PROBLEMS TO WORK ON:
1 – In the thermostat excerpt, at what engine temperature does the PCM start the fan?
2 – Copy the thermostat excerpt starting with "A note to CaptainXL....." and going on through "spec'd as 192°.", but substitute "Gates" for "Motorad".

** begin EXCERPT **

The actual thermistor is about 1/4" from the end of the cavity is surrounded will a thermal grease.... looks like the stuff used on the heat sink to CPU interface. With the unit cracked I'd assume the heat transfer to the actual thermistor would be reduced thus the lower reading.
Thanks for the feedback....

A note to CaptainXL..... I don't see any necked down portion on the Motorad stat... maybe they changed design. I can post a pix if of interest. The AC Delco that I had replaced has Behr marking on it. I had bought it thru Amazon as an ACD stat. It does have some crinkles in the bend but doubt a flow restriction. As I said it's a puzzle why the pellet is marked 87C but it's spec'd as 192°.
 

bobdec

Member
Apr 19, 2013
233
This is my opinion only..they say 192 but 87*C = 186.6* F, the Gates and Stant T-Stats say 190* (that's 88*C). My guess it it's just stamped 87C/192 that way to satisfy buyer requirements. Were looking at 3-5* difference at low end, not important, since the T-Stat low end temp controlling engine temp is only applicable when moving over 30 MPH in cool air. A T-Stat typically fully opens at 10*F above rating. So you may never, or rarely, see the low 186.6 or 192 end as the T-Stat is just partially opened at that temp. You will only see close to low ends temps when moving on a cool day w/AC off (no fan). When slowed or stopped, T-stat starts to open fully, radiator coolant starts to get hotter, the engine temp starts to rise and the PCM will start the fan (7%) when engine hits 210*F. Fan cools the radiator, at that time T-Stat is wide open and cooler coolant holds the engine at 210 +/- a couple of degrees. So you have then switch from T-Stat control of engine temp to PCM control. The PCM then regulates fan to required speed to hold 210 So you usually see gauge hovering near 210 at that operating scenario. Key is the T-Stat controls the low operating temperatures of the engine, but the PCM controls the operating and high temp end (that assumes no defective components). Very rarely do we see the engine running temp at the T-Stat spec, therefore it's rated temp is not as critical. More important is how fast and how far it opens at specific temperatures. I left out AC on scenario, the PCM will start running the fan (6%) when AC pressure hits 105 PSI, so that will cool the radiator even if engine is not at 210*F, At that time you may see the temp below 210 even when stopped.

** end EXCERPT **
** begin INFORMATION SHOWN **

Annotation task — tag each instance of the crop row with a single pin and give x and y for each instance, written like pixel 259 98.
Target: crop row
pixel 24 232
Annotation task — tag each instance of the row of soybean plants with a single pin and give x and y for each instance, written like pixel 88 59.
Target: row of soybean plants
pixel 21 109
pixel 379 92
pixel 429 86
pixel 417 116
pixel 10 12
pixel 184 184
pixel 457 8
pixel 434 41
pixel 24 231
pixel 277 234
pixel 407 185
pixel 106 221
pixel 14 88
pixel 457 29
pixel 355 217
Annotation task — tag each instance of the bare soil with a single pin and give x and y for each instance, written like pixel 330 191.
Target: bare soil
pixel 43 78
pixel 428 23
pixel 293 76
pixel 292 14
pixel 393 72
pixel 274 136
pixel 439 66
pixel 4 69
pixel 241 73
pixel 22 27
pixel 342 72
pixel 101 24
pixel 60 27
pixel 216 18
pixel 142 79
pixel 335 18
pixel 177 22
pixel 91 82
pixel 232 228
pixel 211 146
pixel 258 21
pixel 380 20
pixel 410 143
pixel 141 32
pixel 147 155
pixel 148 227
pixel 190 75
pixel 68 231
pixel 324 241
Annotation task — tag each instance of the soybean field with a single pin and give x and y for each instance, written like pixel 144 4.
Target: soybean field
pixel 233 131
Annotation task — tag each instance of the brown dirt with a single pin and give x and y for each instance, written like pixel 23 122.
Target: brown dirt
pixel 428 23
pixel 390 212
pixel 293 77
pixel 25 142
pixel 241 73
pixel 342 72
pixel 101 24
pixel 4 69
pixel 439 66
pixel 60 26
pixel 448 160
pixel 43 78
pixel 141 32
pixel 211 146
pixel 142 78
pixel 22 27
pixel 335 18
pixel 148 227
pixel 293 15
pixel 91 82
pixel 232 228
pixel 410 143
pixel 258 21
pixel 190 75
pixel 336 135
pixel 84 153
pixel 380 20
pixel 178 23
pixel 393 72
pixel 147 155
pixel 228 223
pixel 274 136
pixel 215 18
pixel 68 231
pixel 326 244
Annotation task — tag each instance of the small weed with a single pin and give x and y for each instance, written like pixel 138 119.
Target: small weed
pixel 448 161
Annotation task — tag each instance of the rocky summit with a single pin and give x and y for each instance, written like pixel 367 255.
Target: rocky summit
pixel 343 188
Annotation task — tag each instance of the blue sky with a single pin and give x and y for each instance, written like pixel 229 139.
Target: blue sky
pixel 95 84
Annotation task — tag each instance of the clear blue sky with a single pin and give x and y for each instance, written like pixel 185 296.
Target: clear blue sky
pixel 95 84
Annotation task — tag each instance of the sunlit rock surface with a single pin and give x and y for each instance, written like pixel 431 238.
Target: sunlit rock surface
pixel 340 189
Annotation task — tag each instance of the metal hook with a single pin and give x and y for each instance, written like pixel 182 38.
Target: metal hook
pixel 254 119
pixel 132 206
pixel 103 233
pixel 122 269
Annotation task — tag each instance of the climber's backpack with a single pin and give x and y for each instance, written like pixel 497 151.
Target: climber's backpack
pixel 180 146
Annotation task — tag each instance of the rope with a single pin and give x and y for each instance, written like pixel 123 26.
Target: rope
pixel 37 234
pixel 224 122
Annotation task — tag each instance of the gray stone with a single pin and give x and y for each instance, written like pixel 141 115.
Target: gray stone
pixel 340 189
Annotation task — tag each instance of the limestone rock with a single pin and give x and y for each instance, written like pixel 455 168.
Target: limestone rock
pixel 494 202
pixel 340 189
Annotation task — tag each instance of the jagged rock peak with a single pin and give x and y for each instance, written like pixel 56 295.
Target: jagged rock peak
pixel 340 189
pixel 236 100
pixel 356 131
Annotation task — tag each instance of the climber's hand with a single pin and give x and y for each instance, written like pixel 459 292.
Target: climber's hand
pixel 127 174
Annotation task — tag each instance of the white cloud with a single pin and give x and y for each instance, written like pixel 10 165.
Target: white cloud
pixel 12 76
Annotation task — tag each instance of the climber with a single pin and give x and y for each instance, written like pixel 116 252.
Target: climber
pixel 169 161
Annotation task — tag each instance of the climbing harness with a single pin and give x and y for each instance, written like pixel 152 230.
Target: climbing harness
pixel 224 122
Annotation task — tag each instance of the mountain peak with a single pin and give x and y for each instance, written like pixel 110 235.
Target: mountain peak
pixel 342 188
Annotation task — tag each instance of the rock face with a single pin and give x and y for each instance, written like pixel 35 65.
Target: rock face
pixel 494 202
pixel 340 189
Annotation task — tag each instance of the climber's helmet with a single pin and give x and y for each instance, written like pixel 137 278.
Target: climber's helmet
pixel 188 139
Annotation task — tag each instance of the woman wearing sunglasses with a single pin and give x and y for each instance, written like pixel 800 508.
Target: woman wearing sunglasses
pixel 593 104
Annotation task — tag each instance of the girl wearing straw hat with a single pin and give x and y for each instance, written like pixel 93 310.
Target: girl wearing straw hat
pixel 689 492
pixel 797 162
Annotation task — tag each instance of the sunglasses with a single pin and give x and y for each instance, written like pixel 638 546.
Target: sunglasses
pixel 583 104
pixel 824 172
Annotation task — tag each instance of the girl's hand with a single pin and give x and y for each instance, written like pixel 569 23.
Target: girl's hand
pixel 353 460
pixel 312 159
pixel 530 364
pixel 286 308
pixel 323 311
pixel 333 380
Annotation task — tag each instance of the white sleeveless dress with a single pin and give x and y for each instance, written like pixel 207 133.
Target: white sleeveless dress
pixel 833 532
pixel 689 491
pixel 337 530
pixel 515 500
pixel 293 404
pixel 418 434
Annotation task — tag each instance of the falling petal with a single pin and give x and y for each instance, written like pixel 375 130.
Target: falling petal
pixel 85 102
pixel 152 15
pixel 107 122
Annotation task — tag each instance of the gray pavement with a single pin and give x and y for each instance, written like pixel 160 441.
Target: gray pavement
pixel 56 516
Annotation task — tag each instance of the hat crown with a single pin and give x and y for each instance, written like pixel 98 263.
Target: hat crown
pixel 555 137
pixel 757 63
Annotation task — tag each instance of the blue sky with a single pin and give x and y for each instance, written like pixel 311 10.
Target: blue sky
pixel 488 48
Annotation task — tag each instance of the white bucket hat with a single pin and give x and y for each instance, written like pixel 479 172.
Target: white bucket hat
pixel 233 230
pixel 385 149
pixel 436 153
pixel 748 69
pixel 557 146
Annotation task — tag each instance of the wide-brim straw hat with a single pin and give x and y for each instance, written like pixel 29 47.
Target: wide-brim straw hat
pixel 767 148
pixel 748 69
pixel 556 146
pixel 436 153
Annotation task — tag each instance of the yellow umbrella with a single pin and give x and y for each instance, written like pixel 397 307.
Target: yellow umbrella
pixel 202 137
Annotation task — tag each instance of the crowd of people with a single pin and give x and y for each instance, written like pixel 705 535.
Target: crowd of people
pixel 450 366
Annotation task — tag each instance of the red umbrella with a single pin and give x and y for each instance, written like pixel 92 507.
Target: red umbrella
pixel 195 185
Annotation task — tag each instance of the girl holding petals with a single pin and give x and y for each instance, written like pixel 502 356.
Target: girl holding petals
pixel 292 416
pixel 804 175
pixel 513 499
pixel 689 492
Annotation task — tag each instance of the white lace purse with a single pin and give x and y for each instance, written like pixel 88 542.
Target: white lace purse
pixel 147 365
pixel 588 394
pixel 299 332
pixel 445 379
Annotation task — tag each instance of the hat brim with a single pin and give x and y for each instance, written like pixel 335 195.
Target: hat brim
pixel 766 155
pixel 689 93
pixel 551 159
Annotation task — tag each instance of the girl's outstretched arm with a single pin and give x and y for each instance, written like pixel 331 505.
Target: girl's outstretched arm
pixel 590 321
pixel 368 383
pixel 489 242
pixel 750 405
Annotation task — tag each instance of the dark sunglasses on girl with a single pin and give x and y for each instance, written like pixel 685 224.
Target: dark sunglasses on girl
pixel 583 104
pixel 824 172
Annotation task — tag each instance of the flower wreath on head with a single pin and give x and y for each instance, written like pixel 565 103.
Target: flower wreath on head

** end INFORMATION SHOWN **

FULL ANSWERS:
1 – When the engine hits 210°F.

2 –
A note to CaptainXL..... I don't see any necked down portion on the Gates stat... maybe they changed design. I can post a pix if of interest. The AC Delco that I had replaced has Behr marking on it. I had bought it thru Amazon as an ACD stat. It does have some crinkles in the bend but doubt a flow restriction. As I said it's a puzzle why the pellet is marked 87C but it's spec'd as 192°.